Harvey Weinstein speaks at a press junket. Photo / Getty
A former assistant to Harvey Weinstein who signed a nondisclosure agreement before accepting a monetary settlement from the movie mogul has decided enough is enough, breaking her silence about his sexual harassment of her.
Zelda Perkins was one of at least eight alleged victims to reach settlements and sign NDAs with Weinstein related to years of sexual harassment and abuse, reports the New York Post.
Ms Perkins came forward on Monday, telling the Financial Times that Weinstein's sexual misconduct began the very first day she ended up alone with him while working out of Miramax's London office.
"He went out of the room and came back in his underwear," she recalled. "He asked me if I would give him a massage. Then he asked if he could massage me."
She and a colleague split a roughly US$330,000 ($A422,100) settlement in October 1998 and signed agreements barring them from going public with their allegations.
"I want to publicly break my nondisclosure agreement," said Ms Perkins, who now works for the Robert Fox theatre production company.
"Unless somebody does this there won't be a debate about how egregious these agreements are and the amount of duress that victims are put under."
Ms Perkins' NDA included a donation to a woman's charity and her demands that Weinstein undergo therapy "for as long as his therapist deems necessary". Miramax said it would comply with that clause for three years.
The company also promised that it would appoint three "complaint handlers" to investigate any subsequent sexual harassment complaints.
If a complaint was filed against Weinstein within two years of Ms Perkins' contract and it resulted in either a settlement of either roughly $US46,000 ($A58,868) or six months' salary, Miramax would report it to Disney, its then-owner, or fire Weinstein.
It's unclear whether Miramax fully abided by the terms of Perkins' NDA.
Ms Perkins was subjected to years of sexual harassment by her boss.
Weinstein, she said, would often walk around the room naked and asked her to be in the room while he bathed.
"This was his behaviour on every occasion I was alone with him," Ms Perkins said. "I often had to wake him up in the hotel in the mornings and he would try to pull me into bed."
Ms Perkins said her breaking point came after her colleague came forward "white as a sheet and shaking" with similar allegations while the crew was in Venice for a film festival in September 1998.
"She told me something terrible had happened. She was in shock and crying and finding it very hard to talk. I was furious, deeply upset and very shocked. I said: 'We need to go to the police', but she was too distressed. Neither of us knew what to do in a foreign environment."
Ms Perkins said negotiating her NDA was "incredibly distressing" and that she was told it ultimately came down to his word against hers.
"I was very upset because the whole point was that we had to stop him by exposing his behaviour," she said. "I was warned that he and his lawyers would try to destroy my credibility if I went to court. They told me he would try to destroy me and my family."
Ms Perkins said part of the reason why she publicly came forward now - despite potential legal ramifications - is because NDAs should be "regulated in a fair way".
"I want to call into question the legitimacy of agreements where the inequality of power is so stark and relies on money rather than morality," she explained.
"I want other women who have been sidelined and who aren't being allowed to own their own history or their trauma to be able to discuss what they have suffered. I want them to see that the sky won't fall in."
She added, "My entire world fell in because I thought the law was there to protect those who abided by it. I discovered that it had nothing to do with right and wrong and everything to do with money and power."

About this exercise » From the article about Zelda Perkins and Harvey Weinstein, extract the part that begins with the words containing "Ms Perkins' NDA" and ends with "sexual harassment complaints.", reproducing it word for word. The data that comes next is separate material, unconnected to the article.

Raw data »
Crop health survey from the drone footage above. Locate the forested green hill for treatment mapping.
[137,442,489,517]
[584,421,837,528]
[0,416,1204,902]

Solution for this problem »
Ms Perkins' NDA included a donation to a woman's charity and her demands that Weinstein undergo therapy "for as long as his therapist deems necessary". Miramax said it would comply with that clause for three years.
The company also promised that it would appoint three "complaint handlers" to investigate any subsequent sexual harassment complaints.